EXERCISE OBJECTIVE - Reproduce the following lines verbatim, keeping every character as it appears.

DATASET EXCERPTS -
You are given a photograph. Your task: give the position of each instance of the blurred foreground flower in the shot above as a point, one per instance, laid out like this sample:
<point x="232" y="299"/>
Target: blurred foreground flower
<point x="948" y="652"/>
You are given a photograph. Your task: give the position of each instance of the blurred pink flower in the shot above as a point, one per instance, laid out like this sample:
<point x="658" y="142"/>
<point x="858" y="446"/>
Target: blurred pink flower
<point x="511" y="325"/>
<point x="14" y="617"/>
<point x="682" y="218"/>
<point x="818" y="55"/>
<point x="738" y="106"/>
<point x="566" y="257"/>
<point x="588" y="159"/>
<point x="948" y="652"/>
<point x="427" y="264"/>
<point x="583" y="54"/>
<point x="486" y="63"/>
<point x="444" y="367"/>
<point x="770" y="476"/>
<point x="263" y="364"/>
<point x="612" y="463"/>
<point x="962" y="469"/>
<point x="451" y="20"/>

REPLY -
You are given a photograph. Your task: give the position of each instance of the blurred foreground flower in the shot above as a point, one per instance, laid out like this sample:
<point x="232" y="299"/>
Target: blurred foreground flower
<point x="948" y="652"/>
You are given a photograph. Your task: give the position of each instance of the blurred pink flower in the shot above as a point, one per instance, laid out like this sample:
<point x="658" y="142"/>
<point x="858" y="446"/>
Target: blurred pink flower
<point x="511" y="325"/>
<point x="14" y="617"/>
<point x="682" y="218"/>
<point x="818" y="55"/>
<point x="738" y="106"/>
<point x="566" y="257"/>
<point x="588" y="159"/>
<point x="948" y="652"/>
<point x="427" y="264"/>
<point x="583" y="54"/>
<point x="486" y="63"/>
<point x="444" y="367"/>
<point x="770" y="476"/>
<point x="263" y="364"/>
<point x="612" y="463"/>
<point x="962" y="469"/>
<point x="451" y="20"/>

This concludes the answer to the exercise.